**What the task requires:** Word for word, reproduce every line of the data.

(Point-per-instance localization data)
□ □ □ □ □

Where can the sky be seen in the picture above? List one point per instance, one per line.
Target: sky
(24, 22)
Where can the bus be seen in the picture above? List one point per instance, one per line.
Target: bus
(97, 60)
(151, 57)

□ □ □ □ □

**Task output:**
Where can the sky be seen in the picture above? List one point per instance, one per line.
Target: sky
(24, 22)
Where can the bus be seen in the picture above? List one point per instance, one per line.
Target: bus
(97, 60)
(151, 57)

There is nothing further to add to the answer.